◆ Task description
The full set of entries below must be returned exactly as shown.

◆ Information supplied
--------------------------------
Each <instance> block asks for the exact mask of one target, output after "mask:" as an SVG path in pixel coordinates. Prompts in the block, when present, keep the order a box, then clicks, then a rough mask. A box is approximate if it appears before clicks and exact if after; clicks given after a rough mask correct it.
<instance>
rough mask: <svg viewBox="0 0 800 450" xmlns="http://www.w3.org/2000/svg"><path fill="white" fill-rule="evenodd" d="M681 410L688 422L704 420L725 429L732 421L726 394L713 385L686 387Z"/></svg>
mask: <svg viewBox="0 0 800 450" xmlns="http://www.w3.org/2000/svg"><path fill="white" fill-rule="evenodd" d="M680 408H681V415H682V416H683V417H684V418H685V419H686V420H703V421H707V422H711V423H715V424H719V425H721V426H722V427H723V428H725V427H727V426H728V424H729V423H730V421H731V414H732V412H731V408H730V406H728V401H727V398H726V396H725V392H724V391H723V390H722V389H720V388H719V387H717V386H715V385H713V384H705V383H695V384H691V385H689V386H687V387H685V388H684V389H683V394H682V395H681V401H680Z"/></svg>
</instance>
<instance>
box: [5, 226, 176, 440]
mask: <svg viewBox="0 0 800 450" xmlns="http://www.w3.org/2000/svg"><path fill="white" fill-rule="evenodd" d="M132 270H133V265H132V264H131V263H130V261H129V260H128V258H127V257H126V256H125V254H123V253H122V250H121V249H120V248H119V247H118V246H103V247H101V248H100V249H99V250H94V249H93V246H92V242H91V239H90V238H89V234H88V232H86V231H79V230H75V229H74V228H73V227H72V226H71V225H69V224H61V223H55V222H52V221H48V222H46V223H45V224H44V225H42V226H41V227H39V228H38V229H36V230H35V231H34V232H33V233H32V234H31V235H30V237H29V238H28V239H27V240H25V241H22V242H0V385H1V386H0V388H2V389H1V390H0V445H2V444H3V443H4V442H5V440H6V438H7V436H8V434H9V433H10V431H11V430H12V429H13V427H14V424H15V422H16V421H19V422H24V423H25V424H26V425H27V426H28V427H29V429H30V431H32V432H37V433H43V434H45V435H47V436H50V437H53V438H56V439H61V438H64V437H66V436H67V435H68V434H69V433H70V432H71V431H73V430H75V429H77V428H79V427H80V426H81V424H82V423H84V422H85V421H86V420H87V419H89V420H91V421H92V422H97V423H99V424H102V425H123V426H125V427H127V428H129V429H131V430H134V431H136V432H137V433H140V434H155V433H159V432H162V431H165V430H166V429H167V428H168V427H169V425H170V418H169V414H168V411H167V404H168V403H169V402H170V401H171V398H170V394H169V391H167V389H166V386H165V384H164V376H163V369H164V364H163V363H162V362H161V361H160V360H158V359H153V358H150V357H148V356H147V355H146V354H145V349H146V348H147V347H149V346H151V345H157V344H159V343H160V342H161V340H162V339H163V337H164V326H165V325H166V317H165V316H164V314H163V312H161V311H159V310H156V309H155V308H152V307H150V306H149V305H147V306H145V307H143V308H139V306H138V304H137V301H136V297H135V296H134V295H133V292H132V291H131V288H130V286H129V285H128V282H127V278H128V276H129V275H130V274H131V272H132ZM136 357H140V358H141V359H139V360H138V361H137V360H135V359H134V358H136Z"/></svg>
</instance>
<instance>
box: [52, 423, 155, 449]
--------------------------------
◆ Response to this exercise
Each <instance> block asks for the exact mask of one target, output after "mask:" as an SVG path in pixel coordinates. Prompts in the block, when present, keep the order a box, then clicks, then a rough mask. A box is approximate if it appears before clicks and exact if after; clicks given after a rough mask correct it.
<instance>
rough mask: <svg viewBox="0 0 800 450" xmlns="http://www.w3.org/2000/svg"><path fill="white" fill-rule="evenodd" d="M681 410L688 422L704 420L725 429L732 421L726 394L713 385L686 387Z"/></svg>
mask: <svg viewBox="0 0 800 450" xmlns="http://www.w3.org/2000/svg"><path fill="white" fill-rule="evenodd" d="M680 408H681V415H682V416H683V417H684V418H685V419H686V420H703V421H707V422H711V423H715V424H719V425H721V426H722V427H723V428H725V427H727V426H728V424H729V423H730V421H731V414H732V412H731V408H730V406H728V401H727V398H726V396H725V392H724V391H723V390H722V389H720V388H719V387H717V386H715V385H713V384H705V383H695V384H691V385H689V386H687V387H685V388H684V389H683V394H682V395H681V401H680Z"/></svg>
</instance>
<instance>
box: [5, 226, 176, 440]
mask: <svg viewBox="0 0 800 450" xmlns="http://www.w3.org/2000/svg"><path fill="white" fill-rule="evenodd" d="M132 270H133V265H132V264H131V263H130V261H129V260H128V258H127V257H126V256H125V254H123V253H122V250H121V249H120V248H119V247H118V246H103V247H101V248H100V249H99V250H94V249H93V246H92V242H91V239H90V238H89V234H88V232H86V231H79V230H75V229H74V228H73V227H72V226H71V225H69V224H61V223H55V222H52V221H48V222H46V223H45V224H44V225H42V226H41V227H39V228H38V229H36V230H35V231H34V232H33V233H32V234H31V235H30V237H29V238H28V239H27V240H25V241H22V242H0V385H1V386H0V388H2V389H1V390H0V445H2V444H3V443H4V442H5V440H6V438H7V436H8V434H9V433H10V431H11V430H12V429H13V427H14V424H15V422H16V421H19V422H24V423H25V424H26V425H27V426H28V427H29V429H30V431H32V432H37V433H43V434H45V435H47V436H50V437H53V438H56V439H61V438H64V437H66V436H67V435H68V434H69V433H70V432H71V431H73V430H75V429H77V428H79V427H80V426H81V424H82V423H84V422H85V421H86V420H87V419H89V420H91V421H92V422H97V423H99V424H102V425H123V426H125V427H127V428H129V429H131V430H134V431H136V432H137V433H140V434H155V433H159V432H162V431H165V430H166V429H167V428H168V427H169V425H170V418H169V414H168V411H167V404H168V403H169V402H170V401H171V398H170V394H169V391H167V389H166V386H165V384H164V376H163V369H164V364H163V363H162V362H161V361H160V360H158V359H153V358H150V357H148V356H147V355H146V354H145V349H146V348H147V347H149V346H151V345H157V344H159V343H160V342H161V340H162V339H163V337H164V326H165V325H166V317H165V316H164V314H163V312H161V311H159V310H156V309H155V308H152V307H150V306H149V305H147V306H145V307H143V308H139V306H138V304H137V301H136V297H135V296H134V295H133V292H132V291H131V288H130V286H129V285H128V282H127V278H128V276H129V275H130V274H131V272H132ZM136 357H140V358H141V359H139V360H138V361H137V360H135V359H134V358H136Z"/></svg>
</instance>
<instance>
box: [52, 423, 155, 449]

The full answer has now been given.